▸ MATERIALS PROVIDED

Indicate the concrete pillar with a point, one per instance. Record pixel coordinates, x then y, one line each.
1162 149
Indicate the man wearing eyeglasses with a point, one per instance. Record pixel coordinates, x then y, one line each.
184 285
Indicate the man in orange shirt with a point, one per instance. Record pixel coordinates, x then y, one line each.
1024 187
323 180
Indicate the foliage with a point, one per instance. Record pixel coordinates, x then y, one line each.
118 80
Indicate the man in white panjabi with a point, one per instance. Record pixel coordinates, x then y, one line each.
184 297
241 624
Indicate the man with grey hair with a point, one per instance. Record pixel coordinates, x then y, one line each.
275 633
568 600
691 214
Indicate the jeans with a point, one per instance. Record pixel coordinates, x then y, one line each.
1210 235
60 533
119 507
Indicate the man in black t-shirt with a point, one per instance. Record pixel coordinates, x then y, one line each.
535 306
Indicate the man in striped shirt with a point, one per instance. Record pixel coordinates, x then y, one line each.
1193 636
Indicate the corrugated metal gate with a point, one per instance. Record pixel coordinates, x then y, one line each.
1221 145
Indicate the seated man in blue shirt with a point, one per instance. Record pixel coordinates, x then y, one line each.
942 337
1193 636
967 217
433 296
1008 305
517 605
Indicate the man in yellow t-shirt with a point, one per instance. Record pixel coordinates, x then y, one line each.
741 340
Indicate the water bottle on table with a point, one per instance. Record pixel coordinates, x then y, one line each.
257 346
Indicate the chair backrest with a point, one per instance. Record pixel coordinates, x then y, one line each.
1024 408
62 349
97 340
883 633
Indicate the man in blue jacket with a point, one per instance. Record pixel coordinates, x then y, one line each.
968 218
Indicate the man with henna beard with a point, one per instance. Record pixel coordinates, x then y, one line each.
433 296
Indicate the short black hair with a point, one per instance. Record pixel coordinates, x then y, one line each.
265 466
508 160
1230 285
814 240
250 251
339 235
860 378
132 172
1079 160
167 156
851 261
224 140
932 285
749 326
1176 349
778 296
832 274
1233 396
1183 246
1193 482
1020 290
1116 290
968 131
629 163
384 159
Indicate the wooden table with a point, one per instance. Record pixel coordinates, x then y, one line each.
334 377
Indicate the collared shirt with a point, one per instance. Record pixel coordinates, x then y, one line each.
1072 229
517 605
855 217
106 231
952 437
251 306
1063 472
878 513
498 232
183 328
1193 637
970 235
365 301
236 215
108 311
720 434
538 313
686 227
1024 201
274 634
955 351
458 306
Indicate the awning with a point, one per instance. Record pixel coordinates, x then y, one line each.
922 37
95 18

▸ TASK ITEM
From the line that contains "Indicate the short" through the last line of the records above, copy every line exactly and leave out the rest.

▸ RESPONSE BOX
Indicate the short black hair with a point, one per instance. Record pixel coordinates, x then y, one line each.
265 466
508 160
1230 285
814 240
250 251
339 235
860 378
132 172
1079 160
167 156
851 261
224 140
932 285
749 326
1176 349
778 296
832 274
1233 396
1183 246
1193 482
1020 290
1116 290
968 131
629 163
384 159
Indicate the wooden table with a point, one per instance. Record pixel coordinates, x then y, one line each.
334 377
Indicate the collared shirt with a point, one per instance. Record pixel coordinates, x then y, one line each.
1072 229
517 605
855 217
106 231
952 437
251 306
1063 472
878 513
498 232
183 328
1193 637
970 235
365 301
236 215
108 311
720 434
538 313
686 227
1024 201
274 634
955 351
458 306
Indicate the awning with a point, one per instance. Record pixel coordinates, x then y, one line each.
922 37
95 18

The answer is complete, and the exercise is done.